Brief = Set down the data below without change, skipping the pictures it holds.

Provided data =
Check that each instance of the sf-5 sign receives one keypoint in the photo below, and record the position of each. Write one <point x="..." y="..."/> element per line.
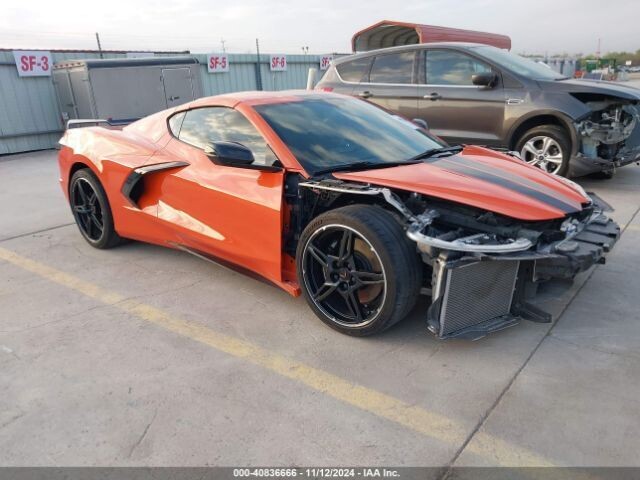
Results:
<point x="33" y="63"/>
<point x="217" y="63"/>
<point x="325" y="61"/>
<point x="278" y="63"/>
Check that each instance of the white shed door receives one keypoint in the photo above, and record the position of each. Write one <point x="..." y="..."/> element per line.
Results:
<point x="178" y="86"/>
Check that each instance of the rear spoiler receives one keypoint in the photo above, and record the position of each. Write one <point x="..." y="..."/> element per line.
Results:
<point x="98" y="122"/>
<point x="95" y="122"/>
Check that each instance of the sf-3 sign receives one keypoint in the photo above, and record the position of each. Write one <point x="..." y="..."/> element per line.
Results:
<point x="33" y="63"/>
<point x="278" y="63"/>
<point x="217" y="63"/>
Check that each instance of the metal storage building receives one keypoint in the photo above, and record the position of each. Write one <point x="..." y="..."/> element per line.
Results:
<point x="123" y="90"/>
<point x="30" y="117"/>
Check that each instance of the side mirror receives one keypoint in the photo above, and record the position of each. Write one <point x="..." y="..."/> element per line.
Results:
<point x="231" y="154"/>
<point x="421" y="123"/>
<point x="484" y="79"/>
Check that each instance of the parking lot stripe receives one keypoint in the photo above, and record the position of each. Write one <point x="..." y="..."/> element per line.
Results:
<point x="418" y="419"/>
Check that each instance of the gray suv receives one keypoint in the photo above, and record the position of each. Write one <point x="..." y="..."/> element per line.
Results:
<point x="478" y="94"/>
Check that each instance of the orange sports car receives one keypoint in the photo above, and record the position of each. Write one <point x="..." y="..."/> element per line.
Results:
<point x="358" y="209"/>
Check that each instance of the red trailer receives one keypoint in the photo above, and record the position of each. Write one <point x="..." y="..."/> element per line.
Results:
<point x="390" y="34"/>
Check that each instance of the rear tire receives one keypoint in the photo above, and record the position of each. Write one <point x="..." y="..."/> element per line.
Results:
<point x="606" y="175"/>
<point x="341" y="249"/>
<point x="547" y="147"/>
<point x="91" y="210"/>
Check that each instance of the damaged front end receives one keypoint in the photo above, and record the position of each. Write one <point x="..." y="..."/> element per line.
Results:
<point x="609" y="137"/>
<point x="481" y="268"/>
<point x="484" y="275"/>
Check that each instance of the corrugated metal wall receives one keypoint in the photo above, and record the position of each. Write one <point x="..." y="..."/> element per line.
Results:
<point x="29" y="114"/>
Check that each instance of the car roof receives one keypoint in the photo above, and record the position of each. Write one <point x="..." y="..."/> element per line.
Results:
<point x="415" y="46"/>
<point x="260" y="97"/>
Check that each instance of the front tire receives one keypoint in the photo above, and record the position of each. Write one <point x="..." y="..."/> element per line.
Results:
<point x="358" y="271"/>
<point x="91" y="210"/>
<point x="547" y="147"/>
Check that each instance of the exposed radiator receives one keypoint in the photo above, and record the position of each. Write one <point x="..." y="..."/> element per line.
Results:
<point x="475" y="293"/>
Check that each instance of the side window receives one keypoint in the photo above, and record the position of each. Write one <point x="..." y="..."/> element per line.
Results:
<point x="175" y="123"/>
<point x="202" y="126"/>
<point x="393" y="68"/>
<point x="448" y="67"/>
<point x="355" y="70"/>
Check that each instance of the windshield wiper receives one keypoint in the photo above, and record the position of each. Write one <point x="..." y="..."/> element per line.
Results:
<point x="437" y="151"/>
<point x="364" y="166"/>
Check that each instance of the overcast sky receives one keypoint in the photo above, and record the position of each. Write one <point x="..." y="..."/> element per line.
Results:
<point x="284" y="26"/>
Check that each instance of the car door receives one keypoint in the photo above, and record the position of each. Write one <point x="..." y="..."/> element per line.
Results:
<point x="230" y="213"/>
<point x="392" y="83"/>
<point x="454" y="108"/>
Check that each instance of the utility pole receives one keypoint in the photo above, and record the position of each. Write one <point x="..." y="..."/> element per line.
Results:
<point x="99" y="46"/>
<point x="258" y="72"/>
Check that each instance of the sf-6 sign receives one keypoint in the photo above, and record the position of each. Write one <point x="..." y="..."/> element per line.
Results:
<point x="325" y="61"/>
<point x="278" y="63"/>
<point x="33" y="63"/>
<point x="217" y="63"/>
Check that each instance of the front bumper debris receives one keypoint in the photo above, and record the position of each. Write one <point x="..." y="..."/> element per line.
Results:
<point x="581" y="164"/>
<point x="476" y="293"/>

Expected output =
Check that each instance of the sf-5 sign receives one keypoint in the photo below, and record the position of each. Write one <point x="..." y="..."/> element per line.
Results:
<point x="33" y="63"/>
<point x="217" y="63"/>
<point x="325" y="61"/>
<point x="278" y="63"/>
Check that each instance of the white shed door receives one keypoint in the photo above, and record the position of each. Write one <point x="..." y="..."/> element per line.
Results:
<point x="178" y="86"/>
Check that each instance of the rear spoiler receives one keypoint in the photo above, and record the position of each. Write one <point x="..." y="..."/> element per line.
Results:
<point x="98" y="122"/>
<point x="95" y="122"/>
Check that each instance of the sf-3 sign receives one keypoint in the photo above, and record the position of each. Write one <point x="..." y="..."/> element per line.
Results:
<point x="33" y="63"/>
<point x="278" y="63"/>
<point x="217" y="63"/>
Check that each instance of the metal storage building receives one keypoint in the photo above, and record the position of each. Write one <point x="..." y="..."/> element per line.
Results:
<point x="123" y="90"/>
<point x="30" y="117"/>
Check that each instance of the side mirror receives one keypoint in the photo above, and record the position of each. Write one <point x="..." y="..."/> element per line.
Results:
<point x="231" y="154"/>
<point x="421" y="123"/>
<point x="484" y="79"/>
Check that each instance of the parking lot stripe receives one keypoint in the photo above, and record the position of each. Write one <point x="..." y="..."/> element per line.
Results:
<point x="418" y="419"/>
Check that each instance of the gray suv receives one keypoint in the photo above, and record the position of each. Write one <point x="..." y="..."/> element per line.
Results:
<point x="478" y="94"/>
Check that each instance of the orange sports car receives one keypoint in the photo above, and record the position of each. Write one <point x="..." y="..."/> element per line.
Results:
<point x="358" y="209"/>
Check that each instance of the red trailer receives one keypoint in the photo above, and record the position of each. Write one <point x="..." y="..."/> element per line.
Results:
<point x="390" y="34"/>
Check that each instance of the rear tire receives one keypoint in the photo above, and record the position of each. Write one <point x="..." y="..."/> element per line.
Results:
<point x="606" y="175"/>
<point x="341" y="249"/>
<point x="547" y="147"/>
<point x="91" y="210"/>
Check that each instance of the damaged front end receives one keypoint in the photo above, and record the position of each. Write one <point x="..." y="..."/> element per line.
Results:
<point x="609" y="137"/>
<point x="481" y="268"/>
<point x="484" y="275"/>
Check that each instance of the corrugated metal wall receives one keypoint in the photo above, and record the position of each. Write one <point x="..." y="..."/> element per line.
Results:
<point x="29" y="114"/>
Check that each instance of the car roof receives one keypoint in the photo above, and record the position of each. Write one <point x="..." y="..."/> element per line.
Results:
<point x="415" y="46"/>
<point x="260" y="97"/>
Check that each instance of the front tire receives one keypoint in the photo above, and record the position of each. Write one <point x="..." y="..."/> element per line.
Results:
<point x="358" y="271"/>
<point x="91" y="210"/>
<point x="547" y="147"/>
Check that each instance of the exposed radiator receives one keypoint in the photo above, and record the position of each. Write one <point x="..." y="..."/> element per line.
Results:
<point x="475" y="293"/>
Check that each instance of the side window receives one keypoint in the photo above, and record the position of each. Write one <point x="..." y="..."/> element per line.
Results:
<point x="175" y="123"/>
<point x="202" y="126"/>
<point x="393" y="68"/>
<point x="448" y="67"/>
<point x="355" y="70"/>
Check that each instance of the windshield wiper receives one keypoint in the photo above, and record the position of each. Write one <point x="..." y="..."/> element per line.
Results:
<point x="437" y="151"/>
<point x="364" y="166"/>
Check that each instance of the overcast sky receives one keypoint in the photo above, and record the position of each. Write one <point x="..." y="..."/> element per line.
Results:
<point x="284" y="26"/>
Check that each instance of the car door receives one keypoint in the photo above, and record the position of each. Write one <point x="..." y="..."/> element per line.
Results:
<point x="230" y="213"/>
<point x="392" y="83"/>
<point x="454" y="108"/>
Check that each instance of the utility pole receives one keypoint in the photo above, and record the position of each. Write one <point x="..." y="..."/> element per line.
Results:
<point x="99" y="46"/>
<point x="258" y="72"/>
Check that each instance of the sf-6 sign receives one keypoint in the photo above, and record the position of each. Write one <point x="..." y="..."/> element per line.
Results:
<point x="325" y="61"/>
<point x="278" y="63"/>
<point x="33" y="63"/>
<point x="217" y="63"/>
Check that each instance of the front bumper debris receives one keypoint in the photo above, and record the position of each. Write one <point x="..." y="..."/> element per line.
Results:
<point x="581" y="164"/>
<point x="476" y="293"/>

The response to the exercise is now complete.